Top of QUOTED PASSAGE
![]() |
| THE ASSOCIATED PRESS |
| GM Chairman and CEO G. Richard Wagoner Jr. |
News about more layoffs in GM's North American operations today — this time white collar workers — was not a huge surprise. Devastating, but not a surprise. It's no fun whatsoever to be laid off, especially in this brutal economy. However, what wounds on top of the layoffs announced by GM chair G. Richard Wagoner Jr. was the added detail that health benefits are being suspended for company retirees. GM justified this particular decision — apart from the need to raise $15 billion by 2009 — by saying the company would top up pensions from its "overfunded" pension fund to help compensate for Medicare and supplemental insurance.
Boy, there's a promise you can take to the bank.
It appears U.S. retirees are being thrown overboard. Canadian retirees would appear to be in a better place than their American counterparts simply because, with all its problems, Canada's health care system is not the same two-tiered monster in place in the United States. (Yet.)
In the first place, the U.S. Medicare system for Americans 65 years and over has been criticized for years for restricted care through a drastically underfunded plan. Some critics have warned it's in danger of going broke completely, a phenomenon that doesn't feel so absurd in a week in which the federal government is bailing out both huge mortgage funds, Fannie Mae and Freddie Mac. There's only so much money and gigantic debt, including the U.S. government's.
Worse, during many years based in Washington, I often saw notices in physicians' offices saying they wouldn't accept Medicare patients or that the plan was severely restricted. Often, it was simply a word-of-mouth understanding.
That's why GM workers negotiated health benefits for their retirees in the first place.
Granted, GM announced it is cutting cash bonuses. Without at least that, today's pile-on of bad news would have been grossly immoral. Still, although one strained to hear, what Wagoner did not say, was that he would cut his own base salary, or that other executives were stepping up to the plate. It would have been a significant gesture. According to analysis by The Associated Press, Wagoner's pay increased by 64 per cent to $15.7 million (including bonus) in 2007 — even as GM endured $39 billion in losses and the share price plummeted by $19. Besides, as the article reported:
"Compensation has become a shell game,'' said Richard Ferlauto, director of pension and benefits policy for the American Federation of State, County and Municipal Employees, a Washington labor group.
"So they take away the bonus,'' he said, "but then they still come up with ways to make sure the executive gets a big payout.''
Breaking the terms of a contract with the most vulnerable of your workers — seniors on fixed income — appears pretty heartless by executives who have made piles and piles of money out of their GM gigs over the years — especially when Wagoner announced today's plan was "a strategy to win" and not just one to "survive."
Bottom of QUOTED PASSAGE
EXERCISE INSTRUCTIONS - Reproduce the passage of the GM commentary that begins with the words "In the first place, the" and ends after "the U.S. government's.". None of the items have anything to do with the GM commentary.
Top of DATASET EXCERPTS
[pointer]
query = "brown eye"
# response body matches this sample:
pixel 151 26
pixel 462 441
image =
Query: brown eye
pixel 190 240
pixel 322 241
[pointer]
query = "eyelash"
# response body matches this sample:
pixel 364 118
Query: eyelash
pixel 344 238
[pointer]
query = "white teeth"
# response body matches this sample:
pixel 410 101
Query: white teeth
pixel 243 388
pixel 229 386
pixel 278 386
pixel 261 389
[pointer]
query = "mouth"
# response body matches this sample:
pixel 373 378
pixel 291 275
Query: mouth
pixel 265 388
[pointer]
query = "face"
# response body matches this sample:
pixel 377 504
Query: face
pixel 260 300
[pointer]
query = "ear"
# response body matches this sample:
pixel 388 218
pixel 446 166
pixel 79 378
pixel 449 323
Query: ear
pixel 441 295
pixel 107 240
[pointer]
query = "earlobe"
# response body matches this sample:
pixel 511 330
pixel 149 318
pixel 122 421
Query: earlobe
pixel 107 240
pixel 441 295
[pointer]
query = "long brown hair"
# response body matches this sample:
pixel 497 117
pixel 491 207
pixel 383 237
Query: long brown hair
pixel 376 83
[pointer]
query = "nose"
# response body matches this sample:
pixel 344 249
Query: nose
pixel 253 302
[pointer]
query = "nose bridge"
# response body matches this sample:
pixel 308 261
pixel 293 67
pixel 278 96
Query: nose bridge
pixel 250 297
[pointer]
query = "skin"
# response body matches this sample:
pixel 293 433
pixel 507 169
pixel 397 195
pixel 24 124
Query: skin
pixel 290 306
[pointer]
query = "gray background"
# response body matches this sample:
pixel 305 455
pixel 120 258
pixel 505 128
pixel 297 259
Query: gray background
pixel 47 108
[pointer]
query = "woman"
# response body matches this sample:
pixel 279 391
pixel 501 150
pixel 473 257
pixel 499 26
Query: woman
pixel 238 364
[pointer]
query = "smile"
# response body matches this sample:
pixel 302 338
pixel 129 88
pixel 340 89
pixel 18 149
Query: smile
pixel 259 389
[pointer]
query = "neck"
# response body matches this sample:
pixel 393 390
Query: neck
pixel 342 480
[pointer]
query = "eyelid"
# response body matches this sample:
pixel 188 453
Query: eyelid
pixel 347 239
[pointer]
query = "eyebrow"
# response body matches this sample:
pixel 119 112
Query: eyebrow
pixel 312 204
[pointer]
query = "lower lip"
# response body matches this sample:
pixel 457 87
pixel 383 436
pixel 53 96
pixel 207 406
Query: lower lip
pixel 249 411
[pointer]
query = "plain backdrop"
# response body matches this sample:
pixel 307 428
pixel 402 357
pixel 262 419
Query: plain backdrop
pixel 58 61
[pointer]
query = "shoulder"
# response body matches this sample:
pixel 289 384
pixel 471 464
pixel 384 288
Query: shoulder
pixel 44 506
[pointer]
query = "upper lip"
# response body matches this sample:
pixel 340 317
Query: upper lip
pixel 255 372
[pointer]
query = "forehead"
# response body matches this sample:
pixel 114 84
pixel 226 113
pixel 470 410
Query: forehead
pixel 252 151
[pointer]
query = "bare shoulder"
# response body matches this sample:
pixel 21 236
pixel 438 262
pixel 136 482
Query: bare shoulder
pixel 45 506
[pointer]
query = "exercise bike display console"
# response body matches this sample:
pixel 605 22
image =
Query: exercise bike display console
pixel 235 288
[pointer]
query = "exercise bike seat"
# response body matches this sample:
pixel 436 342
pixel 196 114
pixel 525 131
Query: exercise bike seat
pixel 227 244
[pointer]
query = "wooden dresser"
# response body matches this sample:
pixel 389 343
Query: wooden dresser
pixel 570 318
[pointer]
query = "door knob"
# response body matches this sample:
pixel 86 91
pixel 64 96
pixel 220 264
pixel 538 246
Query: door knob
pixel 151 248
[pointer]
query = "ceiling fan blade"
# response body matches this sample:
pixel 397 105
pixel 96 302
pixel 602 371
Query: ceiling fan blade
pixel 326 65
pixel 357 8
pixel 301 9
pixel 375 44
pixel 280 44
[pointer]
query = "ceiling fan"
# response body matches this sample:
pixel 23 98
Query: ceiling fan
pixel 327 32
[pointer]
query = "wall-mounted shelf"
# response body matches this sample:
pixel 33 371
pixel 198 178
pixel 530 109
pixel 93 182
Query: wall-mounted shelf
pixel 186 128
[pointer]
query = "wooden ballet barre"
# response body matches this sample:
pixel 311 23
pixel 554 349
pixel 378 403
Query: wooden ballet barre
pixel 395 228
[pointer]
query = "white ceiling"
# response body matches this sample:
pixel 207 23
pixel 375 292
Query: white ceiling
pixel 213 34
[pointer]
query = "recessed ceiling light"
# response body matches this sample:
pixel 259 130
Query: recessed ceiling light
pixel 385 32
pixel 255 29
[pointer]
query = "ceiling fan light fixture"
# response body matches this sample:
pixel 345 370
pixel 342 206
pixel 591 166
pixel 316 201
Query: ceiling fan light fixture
Bottom of DATASET EXCERPTS
SOLUTION BELOW -
In the first place, the U.S. Medicare system for Americans 65 years and over has been criticized for years for restricted care through a drastically underfunded plan. Some critics have warned it's in danger of going broke completely, a phenomenon that doesn't feel so absurd in a week in which the federal government is bailing out both huge mortgage funds, Fannie Mae and Freddie Mac. There's only so much money and gigantic debt, including the U.S. government's.